▸ Work item: The task calls for the count of lines containing "field" in these records, given as a number with no other words.

*** Information supplied ***

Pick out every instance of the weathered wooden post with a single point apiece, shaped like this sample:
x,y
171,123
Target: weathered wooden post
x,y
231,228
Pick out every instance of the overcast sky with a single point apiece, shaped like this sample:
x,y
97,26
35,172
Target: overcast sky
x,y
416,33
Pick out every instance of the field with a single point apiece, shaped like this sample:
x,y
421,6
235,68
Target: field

***
*** Information supplied ***

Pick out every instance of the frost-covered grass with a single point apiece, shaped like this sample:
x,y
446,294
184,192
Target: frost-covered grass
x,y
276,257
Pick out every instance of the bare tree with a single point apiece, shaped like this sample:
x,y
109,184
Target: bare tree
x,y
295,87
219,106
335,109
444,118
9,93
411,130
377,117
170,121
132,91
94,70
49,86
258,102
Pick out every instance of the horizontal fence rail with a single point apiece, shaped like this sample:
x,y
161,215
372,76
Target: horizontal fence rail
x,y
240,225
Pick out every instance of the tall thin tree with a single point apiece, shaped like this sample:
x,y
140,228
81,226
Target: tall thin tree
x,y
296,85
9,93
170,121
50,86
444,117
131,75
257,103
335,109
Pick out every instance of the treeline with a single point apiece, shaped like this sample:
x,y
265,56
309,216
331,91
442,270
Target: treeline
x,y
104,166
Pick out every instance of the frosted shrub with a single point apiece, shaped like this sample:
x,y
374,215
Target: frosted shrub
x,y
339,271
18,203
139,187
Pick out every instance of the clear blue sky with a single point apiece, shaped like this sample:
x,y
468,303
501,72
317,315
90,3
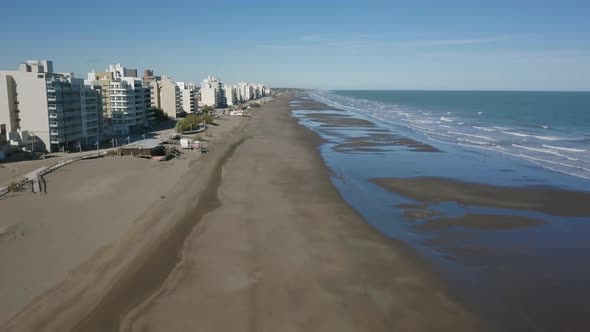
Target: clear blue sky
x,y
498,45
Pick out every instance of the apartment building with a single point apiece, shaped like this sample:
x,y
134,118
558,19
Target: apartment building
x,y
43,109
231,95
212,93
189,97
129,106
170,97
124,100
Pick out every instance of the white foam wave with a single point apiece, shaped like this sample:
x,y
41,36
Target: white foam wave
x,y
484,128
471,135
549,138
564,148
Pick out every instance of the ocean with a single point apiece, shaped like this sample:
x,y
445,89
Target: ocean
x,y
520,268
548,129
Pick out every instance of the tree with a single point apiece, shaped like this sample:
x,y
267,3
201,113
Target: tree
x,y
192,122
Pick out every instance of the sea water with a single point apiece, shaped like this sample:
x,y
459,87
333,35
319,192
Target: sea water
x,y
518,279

***

▸ Solution below: 2